◆ Task
Reproduce every line of the items from the line that contains "# test: pin the utility" through the line that contains "point(726, 95)", raising each x and y coordinate in the answers by 88 and leaving all other lines unchanged. Give only those lines.
──────────────────────────────
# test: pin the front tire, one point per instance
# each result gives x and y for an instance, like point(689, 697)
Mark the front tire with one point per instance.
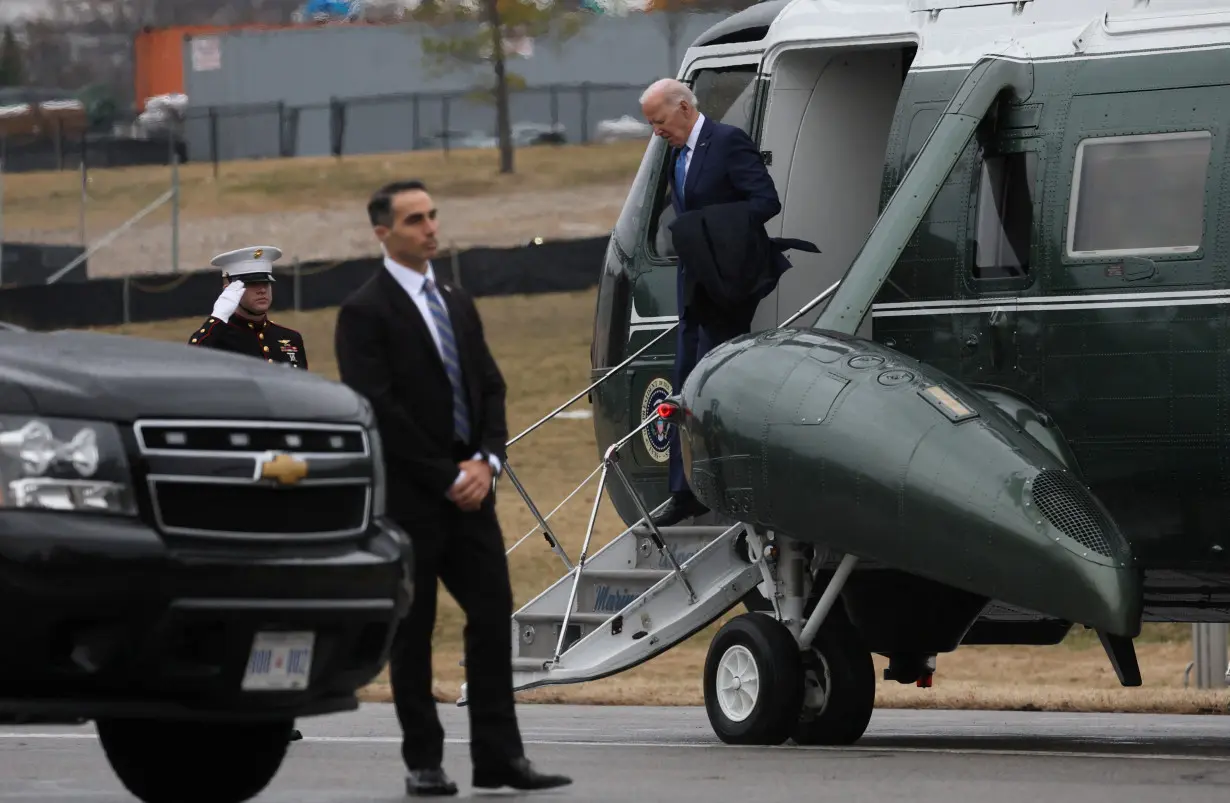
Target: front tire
point(753, 681)
point(839, 679)
point(169, 761)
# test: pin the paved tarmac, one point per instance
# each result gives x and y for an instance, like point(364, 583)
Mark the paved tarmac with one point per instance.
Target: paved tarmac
point(643, 755)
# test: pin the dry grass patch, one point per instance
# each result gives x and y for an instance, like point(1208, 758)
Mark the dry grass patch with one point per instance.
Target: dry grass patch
point(51, 201)
point(543, 347)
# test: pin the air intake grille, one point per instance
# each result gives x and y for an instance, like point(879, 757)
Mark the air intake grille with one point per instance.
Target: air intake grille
point(1069, 508)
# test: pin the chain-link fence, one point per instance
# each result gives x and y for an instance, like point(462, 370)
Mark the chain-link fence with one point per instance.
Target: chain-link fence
point(341, 127)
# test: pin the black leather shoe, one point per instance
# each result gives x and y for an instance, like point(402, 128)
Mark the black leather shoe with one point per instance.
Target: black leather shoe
point(429, 783)
point(680, 507)
point(519, 775)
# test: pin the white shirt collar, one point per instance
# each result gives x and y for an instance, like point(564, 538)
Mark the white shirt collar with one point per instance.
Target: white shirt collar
point(694, 137)
point(410, 278)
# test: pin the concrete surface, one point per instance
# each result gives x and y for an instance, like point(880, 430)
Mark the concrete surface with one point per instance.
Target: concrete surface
point(669, 754)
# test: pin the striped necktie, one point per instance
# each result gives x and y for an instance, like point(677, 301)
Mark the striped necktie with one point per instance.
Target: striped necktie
point(452, 360)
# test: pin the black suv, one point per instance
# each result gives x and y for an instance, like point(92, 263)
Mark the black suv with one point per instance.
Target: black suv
point(193, 553)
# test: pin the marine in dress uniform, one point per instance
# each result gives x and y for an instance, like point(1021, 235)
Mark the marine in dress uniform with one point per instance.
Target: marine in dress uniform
point(239, 321)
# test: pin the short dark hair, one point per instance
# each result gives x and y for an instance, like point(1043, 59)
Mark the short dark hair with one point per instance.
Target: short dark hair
point(380, 204)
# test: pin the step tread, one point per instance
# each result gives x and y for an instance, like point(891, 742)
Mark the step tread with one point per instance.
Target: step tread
point(581, 617)
point(684, 530)
point(626, 574)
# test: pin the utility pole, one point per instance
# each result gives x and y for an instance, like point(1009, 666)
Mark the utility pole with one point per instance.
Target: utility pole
point(1209, 656)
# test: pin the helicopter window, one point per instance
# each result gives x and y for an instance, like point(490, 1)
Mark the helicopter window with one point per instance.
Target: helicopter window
point(1005, 215)
point(1139, 194)
point(726, 95)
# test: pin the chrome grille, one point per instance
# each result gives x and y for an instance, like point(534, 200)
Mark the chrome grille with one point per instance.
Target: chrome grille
point(257, 481)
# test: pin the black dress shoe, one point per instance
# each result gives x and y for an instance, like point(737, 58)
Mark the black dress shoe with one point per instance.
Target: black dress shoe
point(680, 507)
point(429, 783)
point(519, 775)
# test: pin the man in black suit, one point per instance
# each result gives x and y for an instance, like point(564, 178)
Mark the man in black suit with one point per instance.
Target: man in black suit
point(415, 348)
point(711, 162)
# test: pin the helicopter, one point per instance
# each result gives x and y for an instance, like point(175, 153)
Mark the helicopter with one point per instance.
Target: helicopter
point(989, 410)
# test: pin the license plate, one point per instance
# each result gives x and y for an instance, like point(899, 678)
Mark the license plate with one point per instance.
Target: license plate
point(279, 662)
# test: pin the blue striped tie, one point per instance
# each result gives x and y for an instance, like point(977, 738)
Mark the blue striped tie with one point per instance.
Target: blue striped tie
point(452, 362)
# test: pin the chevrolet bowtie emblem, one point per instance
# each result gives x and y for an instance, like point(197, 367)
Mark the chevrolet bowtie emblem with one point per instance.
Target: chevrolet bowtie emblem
point(281, 467)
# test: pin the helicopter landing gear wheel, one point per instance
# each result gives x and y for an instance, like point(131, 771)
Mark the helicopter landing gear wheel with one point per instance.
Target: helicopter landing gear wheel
point(839, 680)
point(753, 681)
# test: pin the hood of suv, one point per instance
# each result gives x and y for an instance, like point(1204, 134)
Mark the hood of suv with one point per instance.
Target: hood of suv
point(121, 379)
──────────────────────────────
◆ Output
# test: pin the utility pole, one point per instance
# each result gives x and y for an instance, like point(1009, 666)
Mark the utility pole with one point per instance.
Target: utility pole
point(1297, 744)
# test: pin the helicopter window, one point per instance
# each result gives x and y for an instance, like point(490, 1)
Mark the helicopter window with one point per instance.
Target: helicopter window
point(1093, 303)
point(1227, 282)
point(814, 183)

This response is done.